Text provided:
⁂

Both filtered make-up air 80 and recirculation air 135 pass through at least one supply air chemical filter 140 prior to being supplied to the clean room 10 as chemical filtered clean room supply air 95. The chemical filter can be, for example, one of the types of chemical filters discussed in U.S. Pat. No. 5,626,820. Also, multiple chemical filters may be used. If multiple chemical filters are used, they can be aligned in series with each other.

By chemical-filtering all air that is supplied to clean room 10, gas-phase contaminants in both the filtered make-up air 80 and the recirculation air 135 are removed. This approach has the advantage of removing gas-phase contaminants from the make-up air 80 which would otherwise be allowed to enter the clean room 10 (such as in the system of FIG. 1). Also, unlike the system of FIG. 2, the system of FIG. 3 removes gas-phase contaminants from recirculation air 135.

In a preferred embodiment shown in FIG. 3, the chemical-filtered clean room supply air 95 enters a ceiling plenum 25 adjacent the clean room filters 20. The chemical-filtered clean room supply air 95 is supplied to the ceiling plenum 25 from the primary air handling unit 40 through a clean room supply air duct 145. The clean room supply air duct 145 attaches to the ceiling plenum 25 at a location which is within a low pressure ceiling space 35. The air in the clean room supply air duct 145 can be isolated from air in the low pressure space 35. The low pressure ceiling space 35 is maintained at a lower air pressure than the clean room 10. By maintaining the low pressure ceiling space 35 at a lower air pressure than the clean room 10, any leaks that may exist between the clean room 10 and the low pressure ceiling space 35 will result in air transferring from the clean room 10 to the low pressure ceiling space 35 and will, therefore, avoid contaminants entering the clean room 10 from the low pressure ceiling space 35.

By locating the primary air handling unit 40 and the chemical filter 140 outside of the ceiling space 35 of the clean room 10, maintenance of the primary air handling unit 40 and the chemical filter 140 are simplified. Also, locating the primary air handling unit 40 outside of the ceiling space 35 allows the primary air handling unit 40 to be larger, resulting in fewer primary air handling units being required as compared to conventional clean room conditioning systems. This reduction in the number of primary air handlers can further reduce maintenance costs and clean room down time.

All else being equal, the pressure drop across a chemical filter is usually lower than the pressure drop across a particulate filter. By filtering the make-up air supply 70 with the make-up air filter 60 prior to introduction of the filtered make-up air 80 into the primary air handling unit 40, recirculation air 135 does not need to undergo extensive particulate filtering. As approximately 95% of the chemical filtered clean room supply air 95 comes from recirculation air 135 (as opposed to filtered make-up air 80), locating the main particulate filter (make-up air filter 60) outside of the loop driven by primary air handling unit 40 allows the use of a smaller capacity primary air handling unit 40.

⁂

Brief 1: Repeat the clean room air passage word for word, between "By locating the" and "room down time.", inclusive.

(Records taken from a dataset)
⁂

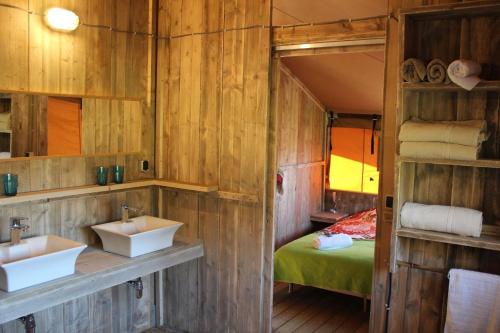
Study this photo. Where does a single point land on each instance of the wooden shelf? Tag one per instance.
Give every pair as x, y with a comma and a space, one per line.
186, 186
493, 164
95, 270
71, 191
451, 87
488, 242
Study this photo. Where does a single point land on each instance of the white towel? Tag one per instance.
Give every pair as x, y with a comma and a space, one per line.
473, 302
468, 133
455, 220
436, 71
413, 70
333, 242
464, 73
439, 150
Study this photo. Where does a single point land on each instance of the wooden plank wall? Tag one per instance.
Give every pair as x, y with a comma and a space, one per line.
418, 300
29, 125
300, 131
212, 111
92, 62
111, 126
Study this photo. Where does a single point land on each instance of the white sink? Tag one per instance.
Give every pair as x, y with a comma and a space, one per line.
141, 235
37, 260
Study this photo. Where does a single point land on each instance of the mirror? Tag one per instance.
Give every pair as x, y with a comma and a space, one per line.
41, 125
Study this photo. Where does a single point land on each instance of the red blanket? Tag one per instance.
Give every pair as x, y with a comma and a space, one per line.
360, 225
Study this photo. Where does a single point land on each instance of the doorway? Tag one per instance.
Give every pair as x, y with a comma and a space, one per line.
327, 101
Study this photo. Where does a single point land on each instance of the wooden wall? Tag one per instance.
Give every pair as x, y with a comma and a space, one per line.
90, 62
29, 125
300, 132
111, 126
212, 112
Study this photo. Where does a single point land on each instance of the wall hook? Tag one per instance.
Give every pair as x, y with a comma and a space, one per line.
29, 323
138, 286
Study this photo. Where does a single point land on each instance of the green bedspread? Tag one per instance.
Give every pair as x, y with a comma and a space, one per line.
348, 269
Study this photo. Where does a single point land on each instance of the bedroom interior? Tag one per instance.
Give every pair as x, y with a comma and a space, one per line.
249, 166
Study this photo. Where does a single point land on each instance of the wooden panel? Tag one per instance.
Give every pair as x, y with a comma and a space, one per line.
300, 134
111, 126
332, 32
212, 109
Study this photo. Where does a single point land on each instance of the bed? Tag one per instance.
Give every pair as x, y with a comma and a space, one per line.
347, 270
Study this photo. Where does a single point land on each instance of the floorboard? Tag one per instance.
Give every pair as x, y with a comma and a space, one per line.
307, 310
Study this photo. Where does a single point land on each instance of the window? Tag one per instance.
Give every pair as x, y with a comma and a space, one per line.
353, 168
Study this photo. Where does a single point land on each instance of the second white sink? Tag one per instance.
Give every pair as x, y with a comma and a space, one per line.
141, 235
36, 260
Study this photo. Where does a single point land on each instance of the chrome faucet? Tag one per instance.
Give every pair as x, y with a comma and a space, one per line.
125, 212
16, 228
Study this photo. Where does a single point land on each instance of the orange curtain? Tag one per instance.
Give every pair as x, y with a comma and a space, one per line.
63, 126
353, 168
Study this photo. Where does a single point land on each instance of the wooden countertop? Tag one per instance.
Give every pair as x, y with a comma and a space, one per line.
95, 270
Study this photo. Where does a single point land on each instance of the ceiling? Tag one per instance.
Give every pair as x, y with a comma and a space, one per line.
312, 11
344, 82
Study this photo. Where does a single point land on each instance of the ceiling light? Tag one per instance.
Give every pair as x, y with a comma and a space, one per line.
61, 19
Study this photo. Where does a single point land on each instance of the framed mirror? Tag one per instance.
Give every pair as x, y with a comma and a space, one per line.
42, 125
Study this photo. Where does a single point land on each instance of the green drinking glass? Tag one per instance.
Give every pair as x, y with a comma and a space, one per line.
10, 184
117, 171
102, 175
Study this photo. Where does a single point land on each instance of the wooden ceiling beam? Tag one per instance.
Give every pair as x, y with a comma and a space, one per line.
355, 30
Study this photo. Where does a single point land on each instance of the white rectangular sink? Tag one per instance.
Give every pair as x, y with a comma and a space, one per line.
141, 235
37, 260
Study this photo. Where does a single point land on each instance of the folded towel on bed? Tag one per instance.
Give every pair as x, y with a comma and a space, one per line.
436, 71
468, 133
455, 220
438, 150
473, 302
413, 70
332, 242
464, 73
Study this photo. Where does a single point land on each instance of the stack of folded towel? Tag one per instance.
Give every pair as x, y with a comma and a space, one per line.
473, 302
455, 220
459, 140
332, 241
464, 73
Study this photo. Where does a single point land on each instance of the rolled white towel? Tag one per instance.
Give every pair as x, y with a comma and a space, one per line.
455, 220
413, 70
468, 133
336, 241
464, 73
439, 150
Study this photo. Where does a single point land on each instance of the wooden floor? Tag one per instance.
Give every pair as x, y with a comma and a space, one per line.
315, 310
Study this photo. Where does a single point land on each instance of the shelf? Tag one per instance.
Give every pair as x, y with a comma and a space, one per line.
95, 270
71, 191
493, 164
96, 189
186, 186
488, 242
451, 87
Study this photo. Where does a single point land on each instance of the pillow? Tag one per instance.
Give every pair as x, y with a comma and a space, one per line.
361, 225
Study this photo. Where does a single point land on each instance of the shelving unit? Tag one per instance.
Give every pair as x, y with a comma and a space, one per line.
451, 87
484, 242
471, 184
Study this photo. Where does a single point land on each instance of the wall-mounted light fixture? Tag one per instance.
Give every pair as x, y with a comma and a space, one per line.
61, 19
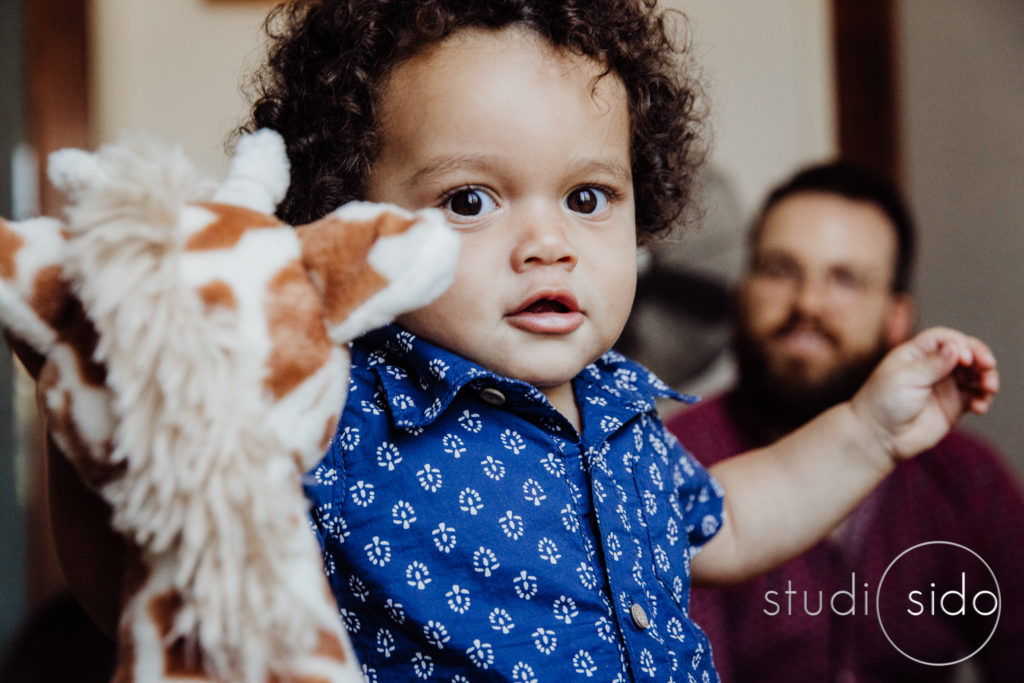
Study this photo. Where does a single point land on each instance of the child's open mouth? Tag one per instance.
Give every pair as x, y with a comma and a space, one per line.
548, 313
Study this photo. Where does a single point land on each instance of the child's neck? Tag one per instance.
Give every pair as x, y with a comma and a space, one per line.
562, 397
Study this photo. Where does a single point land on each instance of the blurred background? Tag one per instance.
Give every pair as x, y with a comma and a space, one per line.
928, 91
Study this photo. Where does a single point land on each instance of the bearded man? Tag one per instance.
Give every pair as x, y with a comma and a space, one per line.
825, 294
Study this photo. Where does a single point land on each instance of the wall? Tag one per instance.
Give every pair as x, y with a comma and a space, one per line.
12, 515
769, 73
174, 70
963, 65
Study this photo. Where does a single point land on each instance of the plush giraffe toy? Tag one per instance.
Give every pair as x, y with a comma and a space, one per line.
194, 366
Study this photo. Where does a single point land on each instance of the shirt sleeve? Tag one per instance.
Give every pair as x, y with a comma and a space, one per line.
701, 497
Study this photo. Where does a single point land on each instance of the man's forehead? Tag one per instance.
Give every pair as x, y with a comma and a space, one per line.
818, 227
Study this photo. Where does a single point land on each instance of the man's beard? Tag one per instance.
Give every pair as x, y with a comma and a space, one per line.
782, 400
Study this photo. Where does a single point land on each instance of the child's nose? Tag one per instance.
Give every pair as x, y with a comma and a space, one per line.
543, 239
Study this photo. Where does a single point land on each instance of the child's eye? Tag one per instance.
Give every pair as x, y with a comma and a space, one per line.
469, 203
587, 200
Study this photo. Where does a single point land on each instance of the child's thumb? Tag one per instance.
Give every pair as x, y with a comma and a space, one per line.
939, 353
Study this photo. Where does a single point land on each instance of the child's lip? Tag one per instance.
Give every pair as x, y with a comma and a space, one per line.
529, 317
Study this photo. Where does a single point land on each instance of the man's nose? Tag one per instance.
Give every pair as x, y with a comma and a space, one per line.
543, 238
811, 295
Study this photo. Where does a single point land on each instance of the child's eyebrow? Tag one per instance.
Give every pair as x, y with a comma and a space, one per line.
440, 166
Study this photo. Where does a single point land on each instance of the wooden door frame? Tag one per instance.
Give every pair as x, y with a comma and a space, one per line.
56, 78
865, 48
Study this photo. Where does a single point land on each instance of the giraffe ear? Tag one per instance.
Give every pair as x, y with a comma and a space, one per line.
75, 171
258, 177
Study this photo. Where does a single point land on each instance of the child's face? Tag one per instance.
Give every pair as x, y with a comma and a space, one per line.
531, 162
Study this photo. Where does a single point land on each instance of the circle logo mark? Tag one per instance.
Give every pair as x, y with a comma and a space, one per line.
969, 590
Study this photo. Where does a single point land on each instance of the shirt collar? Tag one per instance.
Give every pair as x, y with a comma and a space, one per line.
420, 380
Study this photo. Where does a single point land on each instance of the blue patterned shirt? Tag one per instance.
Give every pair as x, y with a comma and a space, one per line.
471, 534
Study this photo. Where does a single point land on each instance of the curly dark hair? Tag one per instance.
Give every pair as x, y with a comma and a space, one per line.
329, 59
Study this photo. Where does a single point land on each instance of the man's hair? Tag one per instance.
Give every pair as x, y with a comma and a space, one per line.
857, 183
329, 61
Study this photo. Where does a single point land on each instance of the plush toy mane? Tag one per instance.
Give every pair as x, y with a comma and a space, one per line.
190, 356
193, 426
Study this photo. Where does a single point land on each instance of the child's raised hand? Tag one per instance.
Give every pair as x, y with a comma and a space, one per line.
924, 386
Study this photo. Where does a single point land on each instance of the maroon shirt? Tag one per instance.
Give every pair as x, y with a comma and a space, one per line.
957, 493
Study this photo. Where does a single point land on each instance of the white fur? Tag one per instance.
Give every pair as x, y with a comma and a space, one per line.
211, 492
419, 265
258, 176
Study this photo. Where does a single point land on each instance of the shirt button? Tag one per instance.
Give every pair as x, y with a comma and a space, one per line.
492, 396
639, 616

⁂

Brief 2: Locate each line in the listing above that contains the word "hair", and copy those lines out.

Correct answer 1:
By locating the primary air handling unit 40 and the chemical filter 140 outside of the ceiling space 35 of the clean room 10, maintenance of the primary air handling unit 40 and the chemical filter 140 are simplified. Also, locating the primary air handling unit 40 outside of the ceiling space 35 allows the primary air handling unit 40 to be larger, resulting in fewer primary air handling units being required as compared to conventional clean room conditioning systems. This reduction in the number of primary air handlers can further reduce maintenance costs and clean room down time.

Correct answer 2:
Study this photo. Where does a single point land on each instance of the curly dark hair? Tag one per instance.
Study this photo. Where does a single point land on each instance of the man's hair? Tag one per instance.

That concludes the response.